**RECORDED INFORMATION**.
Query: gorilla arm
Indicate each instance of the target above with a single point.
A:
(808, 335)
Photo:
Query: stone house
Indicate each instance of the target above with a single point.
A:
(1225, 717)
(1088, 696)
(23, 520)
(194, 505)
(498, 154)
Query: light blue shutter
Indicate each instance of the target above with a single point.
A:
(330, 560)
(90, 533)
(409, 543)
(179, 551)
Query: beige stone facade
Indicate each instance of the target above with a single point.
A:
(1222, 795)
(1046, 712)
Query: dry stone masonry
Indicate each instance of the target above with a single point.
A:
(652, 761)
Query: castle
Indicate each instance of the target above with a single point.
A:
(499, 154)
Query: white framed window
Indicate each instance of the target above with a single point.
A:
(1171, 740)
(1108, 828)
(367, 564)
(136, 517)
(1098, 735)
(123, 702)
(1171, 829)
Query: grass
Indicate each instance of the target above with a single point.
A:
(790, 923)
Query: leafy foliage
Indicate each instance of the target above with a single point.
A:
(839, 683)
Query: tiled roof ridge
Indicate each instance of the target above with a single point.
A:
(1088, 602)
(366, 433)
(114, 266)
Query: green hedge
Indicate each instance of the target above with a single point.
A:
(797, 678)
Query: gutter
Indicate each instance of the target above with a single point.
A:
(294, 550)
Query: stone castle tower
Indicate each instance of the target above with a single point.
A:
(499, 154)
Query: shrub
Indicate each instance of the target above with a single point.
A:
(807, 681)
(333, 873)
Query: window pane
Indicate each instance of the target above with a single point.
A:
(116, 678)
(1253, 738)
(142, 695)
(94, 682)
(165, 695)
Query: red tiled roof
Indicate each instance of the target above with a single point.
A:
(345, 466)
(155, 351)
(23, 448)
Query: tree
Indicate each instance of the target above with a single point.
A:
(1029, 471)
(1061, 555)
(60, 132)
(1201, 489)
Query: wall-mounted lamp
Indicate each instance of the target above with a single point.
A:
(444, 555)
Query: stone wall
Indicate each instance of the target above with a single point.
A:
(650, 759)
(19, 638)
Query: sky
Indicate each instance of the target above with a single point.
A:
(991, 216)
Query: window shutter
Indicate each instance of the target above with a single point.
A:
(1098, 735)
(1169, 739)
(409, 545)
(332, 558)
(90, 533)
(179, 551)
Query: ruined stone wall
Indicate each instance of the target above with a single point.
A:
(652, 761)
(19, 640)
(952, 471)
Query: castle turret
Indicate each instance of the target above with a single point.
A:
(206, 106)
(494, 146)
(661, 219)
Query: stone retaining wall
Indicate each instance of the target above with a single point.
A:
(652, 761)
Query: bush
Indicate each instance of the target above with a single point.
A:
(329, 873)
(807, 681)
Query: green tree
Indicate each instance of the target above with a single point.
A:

**TO DO**. Return all of the items above word for word, with no alterations.

**EXERCISE RESULT**.
Query: gorilla arm
Indicate each instance of the target above with a single point.
A:
(808, 335)
Photo:
Query: stone house
Indicate each instance of the target above with a single point.
A:
(1225, 717)
(1088, 696)
(23, 520)
(194, 505)
(498, 154)
Query: light blue shutter
Indicate each instance of the target above with a single point.
A:
(330, 560)
(90, 533)
(409, 543)
(179, 551)
Query: beige stone facade
Indicate each instance of the target above with a single point.
A:
(1222, 795)
(1046, 712)
Query: dry stone masonry
Indicate each instance of the target above with a single point.
A:
(652, 761)
Query: castle
Indicate each instance of the target above with a single point.
A:
(499, 154)
Query: white framed window
Indicate each instance of the target above with a single point.
A:
(1171, 740)
(1108, 828)
(367, 564)
(136, 517)
(1098, 735)
(123, 702)
(1171, 829)
Query: grass
Indicate each instance of the target above with a single point.
A:
(790, 923)
Query: leafy foliage
Indicate each instance of the target above with a single point.
A:
(839, 683)
Query: tiled roof ridge
Indicate each instance of the target above with a single point.
A:
(1088, 602)
(366, 433)
(114, 266)
Query: green hedge
Indicate each instance of the target above with a single point.
A:
(797, 678)
Query: gutter
Indicate each instance of the target above with a single point.
A:
(294, 550)
Query: stone castle tower
Indicate each instance of the target above with a single point.
A:
(499, 154)
Query: shrub
Indicate each instance of the target above with a single point.
A:
(807, 681)
(333, 873)
Query: window pane
Indicate each instance of the target above with a single point.
A:
(116, 678)
(1253, 738)
(142, 695)
(94, 682)
(165, 695)
Query: red tiled roof
Indicate each instance of the target above with a single point.
A:
(345, 466)
(155, 351)
(23, 448)
Query: tree
Indicate each instance of the target above with a single point.
A:
(1029, 471)
(1061, 555)
(60, 132)
(1201, 489)
Query: wall-mounted lamp
Indicate each instance of the target above with a single point.
A:
(444, 555)
Query: stone wall
Indicate each instance of the target above with a single point.
A:
(650, 759)
(19, 638)
Query: sky
Indicate each instance of the target above with a single point.
A:
(991, 216)
Query: window shutter
Indicate each instance of the target above with a single point.
A:
(1098, 735)
(1169, 739)
(409, 545)
(332, 558)
(90, 533)
(179, 551)
Query: ruined stone wall
Indicate each instance of the target above with a single point.
A:
(652, 761)
(19, 640)
(952, 471)
Query: castle turret
Indicate each instance of the target above with a single point.
A:
(206, 106)
(494, 146)
(661, 219)
Query: stone retaining wall
Indicate each instance of the target above with a single point.
A:
(652, 761)
Query: bush
Indicate each instance of the target above with a single point.
A:
(329, 873)
(807, 681)
Query: green tree
Indicate each instance of the target above with a single point.
A:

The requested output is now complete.